→ **PASSAGE SHOWN**:
I'm doing SAT prep with my son these days (test-taking is one of my mutant powers) so I know that the SAT folks have eliminated analogies. I still find them useful, though. I'm still trying to understand what is this thing we call love livejournal, and I'm looking around for an analogy that will help me.

Through metafandom I found carlanime discoursing on this very topic. She says, in part:

A lot of livejournal “conflicts” arise out of a confusion over what kind of “space” a livejournal is—is it a public forum, like a salon, or a private one, like your bedroom when you’re alone in it? Each livejournal user makes that determination for their own lj.

She goes on to describe lj as a private conversation that sometimes spills into a public, or publicly overheard, space. She uses the analogy of a party in a private home that extends into the front yard, being overheard by passersby, who might join the conversation. She recommends that those who join in do so very carefully and respectfully. Don't go about telling the owner of that front yard journal that she's wrong about something, she recommends.

→ **TASK MATERIAL**:

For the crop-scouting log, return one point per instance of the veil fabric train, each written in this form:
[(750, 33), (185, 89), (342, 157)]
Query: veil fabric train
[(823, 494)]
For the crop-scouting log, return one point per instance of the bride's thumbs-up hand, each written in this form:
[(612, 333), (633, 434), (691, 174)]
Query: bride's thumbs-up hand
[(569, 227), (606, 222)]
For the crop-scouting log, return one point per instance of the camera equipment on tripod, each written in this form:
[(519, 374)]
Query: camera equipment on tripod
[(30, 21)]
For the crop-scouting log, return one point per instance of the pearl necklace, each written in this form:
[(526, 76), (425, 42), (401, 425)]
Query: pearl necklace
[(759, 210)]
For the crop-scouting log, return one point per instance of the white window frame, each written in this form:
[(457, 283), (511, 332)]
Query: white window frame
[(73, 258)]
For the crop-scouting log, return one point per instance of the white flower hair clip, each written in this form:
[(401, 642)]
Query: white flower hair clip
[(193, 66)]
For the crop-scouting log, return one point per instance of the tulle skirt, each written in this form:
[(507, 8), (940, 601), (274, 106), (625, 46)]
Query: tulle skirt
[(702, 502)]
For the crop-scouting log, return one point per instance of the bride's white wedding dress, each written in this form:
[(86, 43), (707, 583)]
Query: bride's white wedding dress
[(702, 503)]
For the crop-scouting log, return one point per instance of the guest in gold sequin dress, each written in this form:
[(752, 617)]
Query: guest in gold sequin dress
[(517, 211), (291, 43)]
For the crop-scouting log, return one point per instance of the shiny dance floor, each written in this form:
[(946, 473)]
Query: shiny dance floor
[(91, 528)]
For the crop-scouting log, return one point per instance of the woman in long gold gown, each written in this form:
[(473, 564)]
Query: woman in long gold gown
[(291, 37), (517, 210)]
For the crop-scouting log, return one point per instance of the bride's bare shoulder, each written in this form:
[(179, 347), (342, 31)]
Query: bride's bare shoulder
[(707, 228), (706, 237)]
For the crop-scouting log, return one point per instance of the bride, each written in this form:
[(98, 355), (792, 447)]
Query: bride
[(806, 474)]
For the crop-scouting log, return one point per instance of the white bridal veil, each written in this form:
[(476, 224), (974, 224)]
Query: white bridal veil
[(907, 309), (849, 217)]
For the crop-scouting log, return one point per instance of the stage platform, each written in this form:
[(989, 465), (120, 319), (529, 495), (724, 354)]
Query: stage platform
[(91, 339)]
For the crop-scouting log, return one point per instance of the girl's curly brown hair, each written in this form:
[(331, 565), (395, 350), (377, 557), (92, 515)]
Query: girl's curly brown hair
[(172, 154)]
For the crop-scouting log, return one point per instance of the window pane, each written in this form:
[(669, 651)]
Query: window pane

→ **PARTS OF THE EXERCISE**:
1) Format the records as a numbered list, starting at the line that contains "of the girl's" and ending at the last line of the records, with blank lines left out.
2) Pick up the passage about livejournal as a kind of space right after its final sentence.

→ **RESULTS**:
1)
1. For the crop-scouting log, return one point per instance of the girl's curly brown hair, each written in this form:
2. [(331, 565), (395, 350), (377, 557), (92, 515)]
3. Query: girl's curly brown hair
4. [(172, 154)]
5. For the crop-scouting log, return one point per instance of the window pane, each written in this form:
6. [(669, 651)]
7. Query: window pane

2)
I think her analogy is an interesting one. I live in NYC so we don't have front yards - we have stoops - but I've heard of front yards :-). Anyway, I think she's right that someone who's passing by and joins into the front yard conversation to disagree with what's said would be thought rude. I think joining into a front yard or stoop conversation is a socially risky thing. It *is* their home; you are sort of eavesdropping. If you join in and you say something charming, they might be charmed rather than offended. If you say something not charming - maybe not offensive but disagreeing - they're likely to get mad. And they may well say "get off of my property". Lj users have tools to say that.

Of course, that doesn't address the question of whether that analogy is an apt one. I'm not sure what the nature of lj is yet. It seems to me to be of indeterminate nature so far, particularly on the public/private dimension. I think some view it as the front yard but some view it as the sidewalk in front of your house - the city owns it but you have to shovel it. I think her conclusion (don't talk to me unless you agree) is consistent with her premise (lj is like an overheard conversation on someone's private property). I'd love to hear what others think is an apt analogy.


I think the front yard analogy is not an apt one for a few reasons. For one thing, there is a very small number of people who will overhear your front yard conversations, and most of them will be your neighbors, whom you already know. There's a wider possibility on lj, and if your post gets picked up by one of the lj communities that pick up such things, well it's like someone put a microphone in front of your front yard and broadcast your conversation, along with your phone number, to the whole city. Well, it's more like you put that microphone on your lawn, knowing it gave them the opportunity to broadcast it, and provided your phone number, too. Can't really complain if they do.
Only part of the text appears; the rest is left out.